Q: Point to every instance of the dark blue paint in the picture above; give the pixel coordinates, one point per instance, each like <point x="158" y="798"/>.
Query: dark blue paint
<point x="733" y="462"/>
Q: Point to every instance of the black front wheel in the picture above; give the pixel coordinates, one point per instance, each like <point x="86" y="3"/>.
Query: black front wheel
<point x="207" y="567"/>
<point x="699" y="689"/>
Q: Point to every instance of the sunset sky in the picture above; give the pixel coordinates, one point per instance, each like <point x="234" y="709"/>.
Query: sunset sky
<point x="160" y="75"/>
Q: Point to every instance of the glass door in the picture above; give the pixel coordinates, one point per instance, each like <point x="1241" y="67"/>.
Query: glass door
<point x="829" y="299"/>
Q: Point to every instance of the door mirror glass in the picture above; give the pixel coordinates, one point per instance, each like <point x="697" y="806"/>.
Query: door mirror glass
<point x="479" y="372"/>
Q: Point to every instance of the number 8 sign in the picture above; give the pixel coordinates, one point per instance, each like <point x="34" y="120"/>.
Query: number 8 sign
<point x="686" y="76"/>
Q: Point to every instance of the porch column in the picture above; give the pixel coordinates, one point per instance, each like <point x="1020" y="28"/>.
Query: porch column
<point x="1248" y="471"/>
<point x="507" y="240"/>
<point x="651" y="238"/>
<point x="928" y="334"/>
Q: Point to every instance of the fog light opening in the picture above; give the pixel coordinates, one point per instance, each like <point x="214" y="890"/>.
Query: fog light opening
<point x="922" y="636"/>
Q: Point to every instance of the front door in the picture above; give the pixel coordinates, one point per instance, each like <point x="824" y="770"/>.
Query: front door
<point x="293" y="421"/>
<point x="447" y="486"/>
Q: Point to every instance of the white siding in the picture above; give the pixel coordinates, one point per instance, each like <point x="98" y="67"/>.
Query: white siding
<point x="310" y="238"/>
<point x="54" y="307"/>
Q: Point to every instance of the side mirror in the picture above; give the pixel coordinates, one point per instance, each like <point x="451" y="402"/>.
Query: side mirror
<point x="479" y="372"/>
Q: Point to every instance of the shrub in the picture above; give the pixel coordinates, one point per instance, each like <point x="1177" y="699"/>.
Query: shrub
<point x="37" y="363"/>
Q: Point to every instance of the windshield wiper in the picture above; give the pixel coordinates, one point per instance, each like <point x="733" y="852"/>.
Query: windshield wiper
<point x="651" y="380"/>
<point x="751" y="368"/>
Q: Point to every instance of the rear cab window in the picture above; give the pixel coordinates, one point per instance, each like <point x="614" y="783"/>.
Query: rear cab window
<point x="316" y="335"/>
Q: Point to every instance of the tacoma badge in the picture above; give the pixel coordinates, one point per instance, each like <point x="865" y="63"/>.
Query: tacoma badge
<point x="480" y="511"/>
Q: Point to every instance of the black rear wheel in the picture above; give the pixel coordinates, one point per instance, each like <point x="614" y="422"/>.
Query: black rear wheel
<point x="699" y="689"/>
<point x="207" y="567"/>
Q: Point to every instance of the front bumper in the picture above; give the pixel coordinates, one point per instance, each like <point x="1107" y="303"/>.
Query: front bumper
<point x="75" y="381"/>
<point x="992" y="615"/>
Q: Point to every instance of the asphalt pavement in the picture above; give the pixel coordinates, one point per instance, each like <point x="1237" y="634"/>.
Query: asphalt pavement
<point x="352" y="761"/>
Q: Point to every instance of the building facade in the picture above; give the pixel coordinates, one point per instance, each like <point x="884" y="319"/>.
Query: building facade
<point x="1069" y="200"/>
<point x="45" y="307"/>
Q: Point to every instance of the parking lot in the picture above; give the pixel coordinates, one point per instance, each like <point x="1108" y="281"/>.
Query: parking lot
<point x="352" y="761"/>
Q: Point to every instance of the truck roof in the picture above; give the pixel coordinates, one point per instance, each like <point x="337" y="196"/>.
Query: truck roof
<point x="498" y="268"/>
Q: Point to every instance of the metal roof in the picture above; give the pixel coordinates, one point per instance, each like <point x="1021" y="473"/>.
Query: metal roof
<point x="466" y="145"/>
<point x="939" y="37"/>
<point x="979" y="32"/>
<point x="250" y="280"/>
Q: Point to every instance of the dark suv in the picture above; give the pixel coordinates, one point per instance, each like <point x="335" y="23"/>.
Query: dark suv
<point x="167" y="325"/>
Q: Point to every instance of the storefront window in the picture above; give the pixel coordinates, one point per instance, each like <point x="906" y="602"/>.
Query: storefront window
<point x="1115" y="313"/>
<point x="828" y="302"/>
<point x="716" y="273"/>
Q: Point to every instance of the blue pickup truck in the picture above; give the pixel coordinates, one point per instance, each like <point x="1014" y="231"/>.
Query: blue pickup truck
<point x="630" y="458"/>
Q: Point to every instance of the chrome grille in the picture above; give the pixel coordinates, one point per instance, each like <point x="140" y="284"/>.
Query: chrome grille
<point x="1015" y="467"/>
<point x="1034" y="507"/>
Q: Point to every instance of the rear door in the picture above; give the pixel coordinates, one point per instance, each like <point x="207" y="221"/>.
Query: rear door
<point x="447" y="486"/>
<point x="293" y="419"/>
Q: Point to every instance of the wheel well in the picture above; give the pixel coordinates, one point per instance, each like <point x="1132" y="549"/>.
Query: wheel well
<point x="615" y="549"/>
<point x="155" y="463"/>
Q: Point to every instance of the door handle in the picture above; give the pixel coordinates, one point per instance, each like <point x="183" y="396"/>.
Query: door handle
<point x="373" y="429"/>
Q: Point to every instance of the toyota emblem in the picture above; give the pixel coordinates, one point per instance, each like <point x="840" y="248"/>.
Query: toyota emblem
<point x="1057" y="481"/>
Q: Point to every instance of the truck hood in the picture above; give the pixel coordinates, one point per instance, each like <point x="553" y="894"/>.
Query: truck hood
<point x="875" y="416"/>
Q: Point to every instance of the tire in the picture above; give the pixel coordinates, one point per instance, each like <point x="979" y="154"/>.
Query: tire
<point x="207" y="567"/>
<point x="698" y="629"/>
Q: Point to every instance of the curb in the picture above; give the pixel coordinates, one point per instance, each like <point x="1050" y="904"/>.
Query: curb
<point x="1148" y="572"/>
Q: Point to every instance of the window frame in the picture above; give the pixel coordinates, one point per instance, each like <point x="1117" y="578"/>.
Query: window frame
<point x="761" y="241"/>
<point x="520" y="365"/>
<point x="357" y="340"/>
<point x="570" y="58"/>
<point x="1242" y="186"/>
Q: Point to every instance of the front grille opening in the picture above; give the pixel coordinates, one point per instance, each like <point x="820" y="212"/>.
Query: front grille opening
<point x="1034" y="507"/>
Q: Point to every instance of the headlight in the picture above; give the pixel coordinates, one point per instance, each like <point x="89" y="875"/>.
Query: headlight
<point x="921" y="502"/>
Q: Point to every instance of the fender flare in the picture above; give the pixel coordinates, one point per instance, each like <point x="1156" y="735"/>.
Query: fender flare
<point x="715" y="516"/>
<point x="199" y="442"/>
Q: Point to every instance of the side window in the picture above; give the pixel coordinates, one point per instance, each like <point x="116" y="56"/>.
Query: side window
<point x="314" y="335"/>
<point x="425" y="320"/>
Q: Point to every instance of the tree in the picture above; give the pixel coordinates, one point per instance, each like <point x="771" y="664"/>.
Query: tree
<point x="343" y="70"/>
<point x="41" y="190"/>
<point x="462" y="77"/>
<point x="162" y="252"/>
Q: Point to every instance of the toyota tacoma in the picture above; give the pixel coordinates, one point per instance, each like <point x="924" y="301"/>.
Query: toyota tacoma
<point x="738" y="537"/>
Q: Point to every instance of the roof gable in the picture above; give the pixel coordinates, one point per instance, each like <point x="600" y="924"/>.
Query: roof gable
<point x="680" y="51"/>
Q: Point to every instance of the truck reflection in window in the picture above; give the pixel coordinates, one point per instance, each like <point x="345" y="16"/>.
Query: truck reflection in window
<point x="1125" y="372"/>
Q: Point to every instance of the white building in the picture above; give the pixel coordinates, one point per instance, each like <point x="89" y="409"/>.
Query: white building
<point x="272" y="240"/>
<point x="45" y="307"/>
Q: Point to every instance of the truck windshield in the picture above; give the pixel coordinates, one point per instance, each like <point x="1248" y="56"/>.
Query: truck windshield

::::

- **Required work**
Emit an exact copy of the lines spanning the start of the records to the line containing "Q: Point to every instance of the porch", inclusive, and no other output.

- **Result below**
Q: Point to every instance of the dark blue paint in the picture above; give the pixel coordinates, one point per instance, each like <point x="158" y="798"/>.
Query: dark blue paint
<point x="733" y="462"/>
Q: Point to every instance of the black front wheel in the picture above; give the pixel coordinates, one point per instance, each like <point x="86" y="3"/>.
Query: black front wheel
<point x="207" y="567"/>
<point x="699" y="689"/>
Q: Point to every instance of the sunset sky in the picture above; give the pixel coordinates, one point per instance, each like <point x="234" y="709"/>.
Query: sunset sky
<point x="160" y="75"/>
Q: Point to every instance of the glass door in the picture above; give the pixel coordinates, one point per instance, each like <point x="1241" y="67"/>.
Query: glass door
<point x="829" y="299"/>
Q: Point to every instance of the door mirror glass in the picture above; give the pixel coordinates, one point per instance, each like <point x="697" y="806"/>.
Query: door mirror glass
<point x="479" y="372"/>
Q: Point to every instance of the number 8 sign in the picture above; give the pixel coordinates, one point per instance, each like <point x="34" y="120"/>.
Query: number 8 sign
<point x="686" y="76"/>
Q: Point to every instance of the porch column in the picture above; give the pixel coordinates, one point per instance, each like <point x="1020" y="28"/>.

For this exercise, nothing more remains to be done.